[START OF GIVEN RECORDS]
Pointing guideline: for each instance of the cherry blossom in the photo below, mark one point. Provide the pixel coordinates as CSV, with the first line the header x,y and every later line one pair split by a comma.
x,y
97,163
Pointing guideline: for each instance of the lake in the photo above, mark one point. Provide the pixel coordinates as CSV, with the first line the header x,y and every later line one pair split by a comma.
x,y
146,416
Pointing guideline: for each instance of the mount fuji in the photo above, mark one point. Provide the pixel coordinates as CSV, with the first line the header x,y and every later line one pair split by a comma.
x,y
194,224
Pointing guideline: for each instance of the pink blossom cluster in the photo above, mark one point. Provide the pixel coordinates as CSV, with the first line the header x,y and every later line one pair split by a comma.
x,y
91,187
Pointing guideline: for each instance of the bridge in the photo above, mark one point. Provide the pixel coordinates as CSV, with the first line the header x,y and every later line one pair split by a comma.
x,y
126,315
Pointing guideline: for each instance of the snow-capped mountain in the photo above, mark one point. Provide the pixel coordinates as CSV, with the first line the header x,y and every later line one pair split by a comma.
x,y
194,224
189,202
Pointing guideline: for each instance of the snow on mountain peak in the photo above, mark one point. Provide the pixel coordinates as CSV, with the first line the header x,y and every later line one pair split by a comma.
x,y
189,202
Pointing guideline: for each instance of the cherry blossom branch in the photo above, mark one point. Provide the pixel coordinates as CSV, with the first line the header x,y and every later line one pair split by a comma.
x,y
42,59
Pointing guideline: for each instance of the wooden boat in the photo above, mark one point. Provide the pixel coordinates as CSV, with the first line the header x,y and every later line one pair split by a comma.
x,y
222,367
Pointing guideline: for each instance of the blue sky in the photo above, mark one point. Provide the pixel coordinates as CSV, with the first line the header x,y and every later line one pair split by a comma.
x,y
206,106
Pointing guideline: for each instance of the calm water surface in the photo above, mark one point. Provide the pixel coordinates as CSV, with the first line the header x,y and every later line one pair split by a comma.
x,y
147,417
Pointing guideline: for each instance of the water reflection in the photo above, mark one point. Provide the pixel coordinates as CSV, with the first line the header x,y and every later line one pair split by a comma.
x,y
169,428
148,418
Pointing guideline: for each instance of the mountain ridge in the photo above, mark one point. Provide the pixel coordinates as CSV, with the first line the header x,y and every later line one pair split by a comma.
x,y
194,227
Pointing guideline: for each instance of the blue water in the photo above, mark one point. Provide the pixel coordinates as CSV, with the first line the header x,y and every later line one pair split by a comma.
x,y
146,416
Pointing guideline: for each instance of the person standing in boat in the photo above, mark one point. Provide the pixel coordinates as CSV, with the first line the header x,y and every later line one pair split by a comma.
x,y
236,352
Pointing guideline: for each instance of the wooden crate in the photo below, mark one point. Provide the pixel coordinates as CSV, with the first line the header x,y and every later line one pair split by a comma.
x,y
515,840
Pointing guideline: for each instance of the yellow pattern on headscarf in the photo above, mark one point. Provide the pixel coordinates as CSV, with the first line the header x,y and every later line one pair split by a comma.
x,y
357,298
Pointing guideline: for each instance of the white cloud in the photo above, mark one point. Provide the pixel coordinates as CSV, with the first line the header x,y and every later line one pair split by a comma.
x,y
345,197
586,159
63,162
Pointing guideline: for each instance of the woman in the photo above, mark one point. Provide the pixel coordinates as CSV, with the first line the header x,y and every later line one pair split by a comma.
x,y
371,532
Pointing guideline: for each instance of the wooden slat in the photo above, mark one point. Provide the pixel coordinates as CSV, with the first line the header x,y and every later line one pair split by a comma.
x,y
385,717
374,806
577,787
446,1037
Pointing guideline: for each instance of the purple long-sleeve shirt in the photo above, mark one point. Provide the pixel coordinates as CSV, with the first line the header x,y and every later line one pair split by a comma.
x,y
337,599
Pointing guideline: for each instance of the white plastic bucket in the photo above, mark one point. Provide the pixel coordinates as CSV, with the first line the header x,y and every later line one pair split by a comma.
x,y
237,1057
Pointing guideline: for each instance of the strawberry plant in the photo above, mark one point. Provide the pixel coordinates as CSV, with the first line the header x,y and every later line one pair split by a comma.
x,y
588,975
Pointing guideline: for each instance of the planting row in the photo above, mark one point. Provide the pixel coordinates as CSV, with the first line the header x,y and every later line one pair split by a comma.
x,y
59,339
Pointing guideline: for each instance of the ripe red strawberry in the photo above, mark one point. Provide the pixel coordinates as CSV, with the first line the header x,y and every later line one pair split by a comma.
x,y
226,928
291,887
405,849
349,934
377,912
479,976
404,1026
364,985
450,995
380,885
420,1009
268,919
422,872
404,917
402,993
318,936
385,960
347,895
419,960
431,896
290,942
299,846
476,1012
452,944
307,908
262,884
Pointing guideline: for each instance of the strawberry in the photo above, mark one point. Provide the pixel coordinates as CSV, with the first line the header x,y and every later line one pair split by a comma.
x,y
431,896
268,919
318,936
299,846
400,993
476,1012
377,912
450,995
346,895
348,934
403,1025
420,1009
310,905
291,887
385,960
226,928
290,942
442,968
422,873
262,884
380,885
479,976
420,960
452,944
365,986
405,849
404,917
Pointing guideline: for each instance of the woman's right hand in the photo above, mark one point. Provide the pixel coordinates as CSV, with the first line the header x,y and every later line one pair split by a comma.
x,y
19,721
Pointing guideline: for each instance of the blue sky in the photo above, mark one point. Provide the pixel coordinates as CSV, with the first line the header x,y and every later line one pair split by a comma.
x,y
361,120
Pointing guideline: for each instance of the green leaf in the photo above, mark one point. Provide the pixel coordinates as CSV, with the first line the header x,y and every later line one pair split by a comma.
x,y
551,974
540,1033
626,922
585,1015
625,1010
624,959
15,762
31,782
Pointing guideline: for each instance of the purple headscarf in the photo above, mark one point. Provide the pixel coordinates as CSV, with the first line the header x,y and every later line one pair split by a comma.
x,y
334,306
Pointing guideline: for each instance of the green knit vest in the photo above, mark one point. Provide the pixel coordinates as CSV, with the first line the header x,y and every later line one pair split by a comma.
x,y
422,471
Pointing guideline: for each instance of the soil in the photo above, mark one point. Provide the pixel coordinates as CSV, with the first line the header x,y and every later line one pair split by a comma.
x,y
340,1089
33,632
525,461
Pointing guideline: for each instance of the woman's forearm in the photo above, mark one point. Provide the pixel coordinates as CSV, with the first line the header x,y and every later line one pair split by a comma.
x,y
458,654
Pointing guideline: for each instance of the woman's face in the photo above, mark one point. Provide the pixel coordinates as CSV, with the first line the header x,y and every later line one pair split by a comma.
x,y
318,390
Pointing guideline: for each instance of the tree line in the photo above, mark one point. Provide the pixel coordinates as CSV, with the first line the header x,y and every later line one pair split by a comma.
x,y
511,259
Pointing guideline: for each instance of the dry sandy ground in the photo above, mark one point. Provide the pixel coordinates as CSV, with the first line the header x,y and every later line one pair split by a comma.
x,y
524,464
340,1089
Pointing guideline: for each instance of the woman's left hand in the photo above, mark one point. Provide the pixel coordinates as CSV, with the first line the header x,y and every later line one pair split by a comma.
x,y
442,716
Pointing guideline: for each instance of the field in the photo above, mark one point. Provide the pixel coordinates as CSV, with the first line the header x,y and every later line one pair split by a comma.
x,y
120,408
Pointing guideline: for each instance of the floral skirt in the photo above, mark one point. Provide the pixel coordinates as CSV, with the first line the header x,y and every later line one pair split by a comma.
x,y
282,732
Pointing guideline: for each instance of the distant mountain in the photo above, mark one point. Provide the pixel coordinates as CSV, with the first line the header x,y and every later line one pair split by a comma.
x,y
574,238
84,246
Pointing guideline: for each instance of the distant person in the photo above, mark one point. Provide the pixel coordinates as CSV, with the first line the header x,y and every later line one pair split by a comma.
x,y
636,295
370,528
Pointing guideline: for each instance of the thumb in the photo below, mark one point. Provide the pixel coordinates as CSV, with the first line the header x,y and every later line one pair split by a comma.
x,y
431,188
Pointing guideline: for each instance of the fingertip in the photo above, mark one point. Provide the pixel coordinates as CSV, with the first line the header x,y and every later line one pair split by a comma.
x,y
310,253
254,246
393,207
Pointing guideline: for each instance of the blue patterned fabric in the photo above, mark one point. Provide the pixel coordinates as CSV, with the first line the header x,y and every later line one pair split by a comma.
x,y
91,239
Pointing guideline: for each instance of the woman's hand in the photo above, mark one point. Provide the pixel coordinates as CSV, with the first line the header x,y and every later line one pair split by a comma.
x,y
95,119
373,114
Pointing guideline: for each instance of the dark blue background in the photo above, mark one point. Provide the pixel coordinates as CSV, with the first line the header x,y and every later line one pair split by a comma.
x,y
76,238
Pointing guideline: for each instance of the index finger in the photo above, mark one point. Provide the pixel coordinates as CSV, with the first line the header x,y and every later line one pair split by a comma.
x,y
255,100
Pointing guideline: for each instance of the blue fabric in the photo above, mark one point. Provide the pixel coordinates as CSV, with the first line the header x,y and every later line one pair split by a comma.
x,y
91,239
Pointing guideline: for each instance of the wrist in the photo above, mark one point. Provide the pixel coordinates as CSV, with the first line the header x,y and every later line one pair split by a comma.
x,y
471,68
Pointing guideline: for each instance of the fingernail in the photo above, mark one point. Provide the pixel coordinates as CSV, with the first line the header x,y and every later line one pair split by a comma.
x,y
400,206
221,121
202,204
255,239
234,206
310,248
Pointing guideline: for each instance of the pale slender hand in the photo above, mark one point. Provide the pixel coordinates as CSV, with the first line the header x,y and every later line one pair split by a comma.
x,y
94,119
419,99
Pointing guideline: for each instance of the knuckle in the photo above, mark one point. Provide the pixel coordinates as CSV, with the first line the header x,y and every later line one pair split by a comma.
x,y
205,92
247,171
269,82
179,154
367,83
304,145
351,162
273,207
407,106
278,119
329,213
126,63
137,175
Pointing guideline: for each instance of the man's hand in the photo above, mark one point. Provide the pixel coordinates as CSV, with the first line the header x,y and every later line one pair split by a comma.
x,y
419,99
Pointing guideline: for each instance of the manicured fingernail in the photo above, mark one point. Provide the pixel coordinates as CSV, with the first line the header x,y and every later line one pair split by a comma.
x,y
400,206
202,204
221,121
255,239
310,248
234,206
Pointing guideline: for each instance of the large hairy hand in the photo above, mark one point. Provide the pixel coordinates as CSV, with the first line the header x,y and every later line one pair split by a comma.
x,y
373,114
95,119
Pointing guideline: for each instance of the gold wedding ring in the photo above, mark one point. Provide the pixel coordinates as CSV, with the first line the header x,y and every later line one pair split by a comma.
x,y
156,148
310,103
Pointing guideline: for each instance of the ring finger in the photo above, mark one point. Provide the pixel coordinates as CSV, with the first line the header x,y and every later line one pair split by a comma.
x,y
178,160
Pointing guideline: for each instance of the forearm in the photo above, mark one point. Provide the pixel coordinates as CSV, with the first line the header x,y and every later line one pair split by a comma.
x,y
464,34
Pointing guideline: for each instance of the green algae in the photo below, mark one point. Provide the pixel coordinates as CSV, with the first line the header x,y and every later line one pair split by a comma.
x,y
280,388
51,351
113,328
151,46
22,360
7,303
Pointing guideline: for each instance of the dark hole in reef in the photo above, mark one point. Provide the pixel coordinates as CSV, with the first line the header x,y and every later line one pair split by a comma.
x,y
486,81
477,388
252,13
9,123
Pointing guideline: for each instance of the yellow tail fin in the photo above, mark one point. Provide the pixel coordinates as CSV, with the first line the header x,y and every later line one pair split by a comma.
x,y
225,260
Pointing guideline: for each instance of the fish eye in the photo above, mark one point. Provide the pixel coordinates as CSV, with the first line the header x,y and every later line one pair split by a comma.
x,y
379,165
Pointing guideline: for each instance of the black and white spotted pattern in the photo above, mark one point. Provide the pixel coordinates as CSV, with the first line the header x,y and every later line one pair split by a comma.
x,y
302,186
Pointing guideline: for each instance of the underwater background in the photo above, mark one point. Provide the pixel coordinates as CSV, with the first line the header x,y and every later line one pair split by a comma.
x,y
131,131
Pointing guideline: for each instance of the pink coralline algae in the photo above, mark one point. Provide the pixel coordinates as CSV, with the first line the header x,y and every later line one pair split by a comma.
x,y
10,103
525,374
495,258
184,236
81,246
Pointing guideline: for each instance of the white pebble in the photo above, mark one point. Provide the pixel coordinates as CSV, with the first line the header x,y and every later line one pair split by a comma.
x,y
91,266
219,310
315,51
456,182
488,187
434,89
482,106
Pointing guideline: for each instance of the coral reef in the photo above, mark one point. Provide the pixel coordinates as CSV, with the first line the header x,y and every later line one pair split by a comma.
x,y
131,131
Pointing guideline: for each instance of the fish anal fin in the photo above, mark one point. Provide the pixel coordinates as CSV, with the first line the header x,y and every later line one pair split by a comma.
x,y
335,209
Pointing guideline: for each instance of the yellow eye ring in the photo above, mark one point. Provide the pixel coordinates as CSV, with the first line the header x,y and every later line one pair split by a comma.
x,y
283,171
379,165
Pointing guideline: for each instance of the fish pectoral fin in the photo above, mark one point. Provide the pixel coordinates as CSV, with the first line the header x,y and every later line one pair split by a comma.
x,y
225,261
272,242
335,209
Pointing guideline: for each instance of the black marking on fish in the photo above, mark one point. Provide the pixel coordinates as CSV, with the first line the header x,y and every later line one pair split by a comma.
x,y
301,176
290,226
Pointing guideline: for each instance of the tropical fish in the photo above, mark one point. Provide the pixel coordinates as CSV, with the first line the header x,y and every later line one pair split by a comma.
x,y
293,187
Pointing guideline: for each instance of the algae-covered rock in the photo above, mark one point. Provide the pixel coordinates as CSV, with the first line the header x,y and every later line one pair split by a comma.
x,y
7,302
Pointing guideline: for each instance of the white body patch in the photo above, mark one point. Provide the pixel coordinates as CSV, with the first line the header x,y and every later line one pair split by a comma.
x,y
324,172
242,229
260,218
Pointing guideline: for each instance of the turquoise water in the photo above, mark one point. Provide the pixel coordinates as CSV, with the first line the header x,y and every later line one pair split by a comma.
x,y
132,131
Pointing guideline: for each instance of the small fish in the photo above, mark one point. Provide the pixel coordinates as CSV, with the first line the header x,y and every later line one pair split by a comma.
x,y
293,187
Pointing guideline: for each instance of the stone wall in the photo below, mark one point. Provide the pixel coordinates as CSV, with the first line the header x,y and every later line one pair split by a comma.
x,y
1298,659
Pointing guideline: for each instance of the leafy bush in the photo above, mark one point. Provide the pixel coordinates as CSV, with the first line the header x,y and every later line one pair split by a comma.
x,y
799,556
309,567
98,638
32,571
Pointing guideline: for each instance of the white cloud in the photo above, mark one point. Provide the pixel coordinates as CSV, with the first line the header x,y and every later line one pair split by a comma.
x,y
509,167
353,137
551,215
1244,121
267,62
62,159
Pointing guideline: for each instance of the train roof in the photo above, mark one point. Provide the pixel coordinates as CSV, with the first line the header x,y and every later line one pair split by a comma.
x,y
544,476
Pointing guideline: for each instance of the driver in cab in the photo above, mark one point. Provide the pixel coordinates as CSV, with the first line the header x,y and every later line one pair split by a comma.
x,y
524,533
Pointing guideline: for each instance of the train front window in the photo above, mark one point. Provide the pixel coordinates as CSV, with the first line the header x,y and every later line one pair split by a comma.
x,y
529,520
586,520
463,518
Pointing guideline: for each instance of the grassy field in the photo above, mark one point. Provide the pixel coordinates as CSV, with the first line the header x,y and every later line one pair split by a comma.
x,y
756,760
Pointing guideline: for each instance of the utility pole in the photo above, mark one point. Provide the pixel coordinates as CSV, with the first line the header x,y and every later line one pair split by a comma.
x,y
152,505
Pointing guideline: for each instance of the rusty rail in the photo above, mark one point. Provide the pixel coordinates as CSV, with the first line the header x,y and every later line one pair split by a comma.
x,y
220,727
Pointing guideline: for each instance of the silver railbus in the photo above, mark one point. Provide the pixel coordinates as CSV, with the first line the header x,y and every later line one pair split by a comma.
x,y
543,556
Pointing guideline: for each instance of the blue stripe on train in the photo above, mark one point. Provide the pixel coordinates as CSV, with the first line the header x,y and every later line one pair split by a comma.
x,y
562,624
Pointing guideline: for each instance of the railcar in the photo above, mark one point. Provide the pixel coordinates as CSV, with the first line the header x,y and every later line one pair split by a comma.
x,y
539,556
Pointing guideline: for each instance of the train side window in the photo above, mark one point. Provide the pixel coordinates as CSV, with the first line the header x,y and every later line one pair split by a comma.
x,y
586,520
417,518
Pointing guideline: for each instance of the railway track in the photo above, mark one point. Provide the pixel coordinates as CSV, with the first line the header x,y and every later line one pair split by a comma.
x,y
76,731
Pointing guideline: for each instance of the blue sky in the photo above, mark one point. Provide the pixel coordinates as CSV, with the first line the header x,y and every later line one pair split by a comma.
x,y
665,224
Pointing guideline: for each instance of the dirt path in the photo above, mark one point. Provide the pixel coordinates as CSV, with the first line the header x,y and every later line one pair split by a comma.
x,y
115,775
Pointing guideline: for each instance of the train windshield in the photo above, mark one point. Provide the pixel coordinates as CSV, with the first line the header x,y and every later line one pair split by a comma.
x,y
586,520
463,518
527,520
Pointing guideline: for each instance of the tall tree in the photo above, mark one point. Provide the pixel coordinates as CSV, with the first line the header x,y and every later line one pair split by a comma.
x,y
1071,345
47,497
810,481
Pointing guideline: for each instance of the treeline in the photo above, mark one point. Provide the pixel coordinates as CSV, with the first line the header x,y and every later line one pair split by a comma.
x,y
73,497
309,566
[END OF GIVEN RECORDS]
> PROBLEM TO SOLVE
Using the material above, extract the line that contains "Pointing guideline: for each instance of the train side" and every line after it, exactly as given; stop at the last line.

> OUTPUT
Pointing guideline: for each instance of the train side window in the photo above, mark one point. Provide the pixel coordinates as CSV, with the first line the header x,y and every later line one pair split by a comma.
x,y
586,520
417,518
Pointing guideline: for each instance of the railway track in the photo above, mark one point. Provide the pixel coordinates as CSV, with the first line the header x,y and every later line one pair split by a comma.
x,y
76,731
Pointing guideline: for each instance of the blue sky in the photo above, mark one point. Provide the pixel coordinates as CSV, with the first line the header x,y and every later line one pair split by a comma.
x,y
665,224
Pointing guideline: for each instance of the dirt path in the photo above, mark one point. Provide the pixel coordinates as CSV, with the first line the header x,y and every later line one pair split by a comma.
x,y
115,775
Pointing guideline: for each instance of the train windshield in the photo above, mark one point. Provide the pixel coordinates as CSV, with the first line the header x,y and every later line one pair split by a comma.
x,y
586,520
463,518
527,520
Pointing guideline: for each instance of the tall tree in the photo above, mark one point. Provide the pixel coordinates as CSV, with the first line the header x,y and every later line one pair split by a comma.
x,y
1071,345
47,497
810,481
Pointing guideline: for each instance of the treeline in the photo above, mark one point. Provide the pixel coordinates as CSV, with the first line the header x,y and every later line one pair split by a comma.
x,y
73,497
309,566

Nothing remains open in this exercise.